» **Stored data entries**
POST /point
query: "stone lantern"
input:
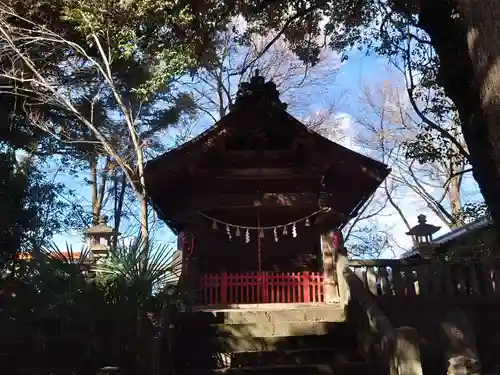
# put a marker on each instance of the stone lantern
(100, 238)
(422, 234)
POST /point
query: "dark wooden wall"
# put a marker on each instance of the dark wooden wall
(215, 253)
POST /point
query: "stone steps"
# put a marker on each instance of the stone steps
(330, 313)
(275, 329)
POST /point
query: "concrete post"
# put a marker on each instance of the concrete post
(459, 344)
(405, 354)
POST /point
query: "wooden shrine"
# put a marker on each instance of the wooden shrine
(255, 200)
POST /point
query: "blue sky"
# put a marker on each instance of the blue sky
(344, 88)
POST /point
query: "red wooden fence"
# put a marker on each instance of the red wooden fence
(261, 287)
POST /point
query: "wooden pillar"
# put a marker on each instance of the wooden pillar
(459, 344)
(405, 354)
(329, 271)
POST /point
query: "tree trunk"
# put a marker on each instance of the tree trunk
(466, 37)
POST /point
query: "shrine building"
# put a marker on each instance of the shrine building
(258, 201)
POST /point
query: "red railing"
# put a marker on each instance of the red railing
(261, 287)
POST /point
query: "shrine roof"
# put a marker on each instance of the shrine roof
(257, 103)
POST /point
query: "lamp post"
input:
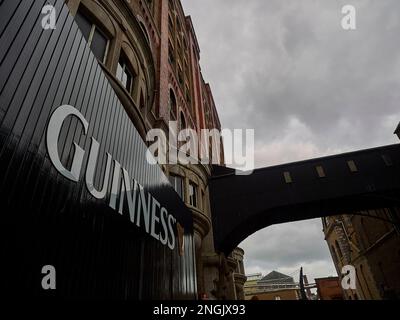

» **What is asked**
Identify every line of the records that contains the string "tree", paying attention to case, and copy each of those lines.

» **Response to the task**
query: "tree trunk"
# put a marker on each instance of the tree trunk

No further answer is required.